** BEGIN **

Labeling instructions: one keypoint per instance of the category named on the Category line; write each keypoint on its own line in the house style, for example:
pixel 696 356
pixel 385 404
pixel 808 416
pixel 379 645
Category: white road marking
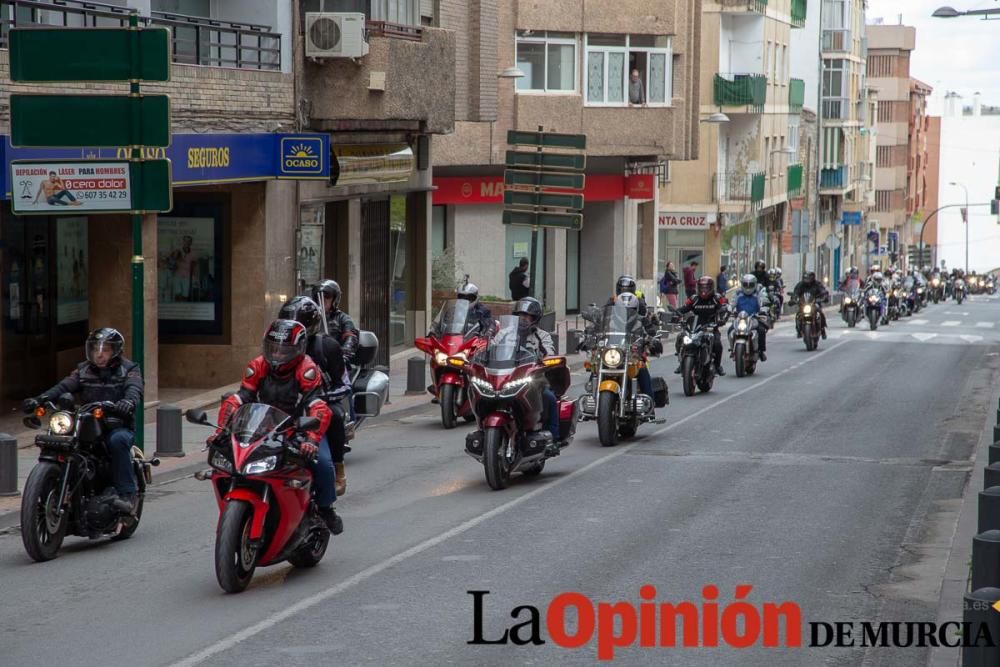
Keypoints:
pixel 309 602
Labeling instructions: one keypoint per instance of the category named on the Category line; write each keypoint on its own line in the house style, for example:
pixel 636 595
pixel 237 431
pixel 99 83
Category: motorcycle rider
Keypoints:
pixel 707 307
pixel 750 300
pixel 107 376
pixel 820 295
pixel 326 352
pixel 340 325
pixel 539 341
pixel 286 378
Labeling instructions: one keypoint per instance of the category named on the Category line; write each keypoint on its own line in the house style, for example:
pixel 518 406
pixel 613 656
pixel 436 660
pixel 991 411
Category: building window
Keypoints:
pixel 548 60
pixel 611 60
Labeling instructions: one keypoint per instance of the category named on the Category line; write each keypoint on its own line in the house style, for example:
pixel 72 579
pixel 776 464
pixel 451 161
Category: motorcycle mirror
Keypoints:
pixel 197 417
pixel 307 423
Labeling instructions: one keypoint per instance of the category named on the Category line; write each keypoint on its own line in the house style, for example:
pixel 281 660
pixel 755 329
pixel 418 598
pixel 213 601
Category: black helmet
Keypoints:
pixel 626 283
pixel 706 287
pixel 104 338
pixel 303 309
pixel 284 345
pixel 327 292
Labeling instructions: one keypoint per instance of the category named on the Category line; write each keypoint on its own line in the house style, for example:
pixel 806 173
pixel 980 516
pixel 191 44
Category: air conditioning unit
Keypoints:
pixel 335 35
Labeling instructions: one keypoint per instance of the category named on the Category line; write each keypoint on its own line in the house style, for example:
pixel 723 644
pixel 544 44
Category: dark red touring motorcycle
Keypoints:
pixel 506 381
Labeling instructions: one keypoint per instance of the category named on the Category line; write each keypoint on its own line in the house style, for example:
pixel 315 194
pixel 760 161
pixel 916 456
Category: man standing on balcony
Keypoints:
pixel 636 91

** END **

• [Directive]: Repeat the rows word for word, from the very start of the rows through the line with "pixel 307 423", including that line. Leave the pictures out of your copy.

• [Solution for this exercise]:
Labeling instructions: one keypoint per instance of the category named on the Category line; write each keypoint on its own line in the house style, for example:
pixel 696 356
pixel 385 404
pixel 808 416
pixel 379 645
Category: white road marking
Keypoints:
pixel 309 602
Labeling instructions: one keypoint per instance of the category named on the Category line; write each keypoint on its own line in the house style, for example:
pixel 636 595
pixel 237 431
pixel 99 83
Category: motorcycle rider
Keypoints:
pixel 707 307
pixel 750 300
pixel 107 376
pixel 820 295
pixel 326 352
pixel 340 325
pixel 539 341
pixel 286 378
Labeling instructions: one keypoint per instance of the category named on the Category line; write each keypoint on its own line in the house style, for example:
pixel 518 406
pixel 613 656
pixel 436 660
pixel 991 411
Category: building window
Keypoints:
pixel 548 60
pixel 611 60
Labeling instructions: one keypoint per instance of the category named on the Category line; write each keypoint on its own line in the house style, for example:
pixel 72 579
pixel 776 464
pixel 451 161
Category: motorcycle mirror
Keypoints:
pixel 197 417
pixel 307 423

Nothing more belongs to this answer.